**Latihan A**
Ganti "skyscraper" dengan "tower" pada baris data mulai dari baris pertama hingga baris yang memuat "left=806, top=616, right=852, bottom=727", lalu tuliskan kembali baris-baris tersebut tanpa perubahan lain.

Oleh: Dion Eprijum Ginanto *)
Tidak banyak orang yang tahu bahwa tanggal 25 November adalah hari guru di Indonesia. Memang peringatan hari guru ini tidak begitu istimewa di khalayak umum, karena tidak ditandai dengan hari libur nasional atau tanggal merah. Bahkan untuk kalangan guru sekalipun, pasti masih banyak dari mereka yang tidak mengetahui kapan hari guru di Indonesia diperingati. Saya berani memberi garansi jika ada questionnaire dan disebarkan kepada guru-guru di Indondesia, niscaya mayoritas dari mereka tidak tahu bahwa tanggal 25 November diperingati sebagai hari guru Indonesia.

**Data Hasil Ekstraksi**
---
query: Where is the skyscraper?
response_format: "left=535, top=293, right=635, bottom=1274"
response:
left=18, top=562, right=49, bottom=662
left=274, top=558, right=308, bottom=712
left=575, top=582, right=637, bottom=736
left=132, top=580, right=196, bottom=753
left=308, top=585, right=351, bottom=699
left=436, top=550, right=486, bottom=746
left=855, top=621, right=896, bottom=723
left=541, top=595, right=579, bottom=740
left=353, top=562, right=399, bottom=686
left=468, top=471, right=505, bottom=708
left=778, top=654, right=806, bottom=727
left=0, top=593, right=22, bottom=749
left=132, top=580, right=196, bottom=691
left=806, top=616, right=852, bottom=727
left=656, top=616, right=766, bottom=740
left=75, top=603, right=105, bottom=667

**Latihan B**
Tuliskan kembali seluruh bacaan tentang hari guru di Indonesia tanpa mengubah apa pun.

**Jawaban A**
---
query: Where is the tower?
response_format: "left=535, top=293, right=635, bottom=1274"
response:
left=18, top=562, right=49, bottom=662
left=274, top=558, right=308, bottom=712
left=575, top=582, right=637, bottom=736
left=132, top=580, right=196, bottom=753
left=308, top=585, right=351, bottom=699
left=436, top=550, right=486, bottom=746
left=855, top=621, right=896, bottom=723
left=541, top=595, right=579, bottom=740
left=353, top=562, right=399, bottom=686
left=468, top=471, right=505, bottom=708
left=778, top=654, right=806, bottom=727
left=0, top=593, right=22, bottom=749
left=132, top=580, right=196, bottom=691
left=806, top=616, right=852, bottom=727

**Jawaban B**
Oleh: Dion Eprijum Ginanto *)
Tidak banyak orang yang tahu bahwa tanggal 25 November adalah hari guru di Indonesia. Memang peringatan hari guru ini tidak begitu istimewa di khalayak umum, karena tidak ditandai dengan hari libur nasional atau tanggal merah. Bahkan untuk kalangan guru sekalipun, pasti masih banyak dari mereka yang tidak mengetahui kapan hari guru di Indonesia diperingati. Saya berani memberi garansi jika ada questionnaire dan disebarkan kepada guru-guru di Indondesia, niscaya mayoritas dari mereka tidak tahu bahwa tanggal 25 November diperingati sebagai hari guru Indonesia.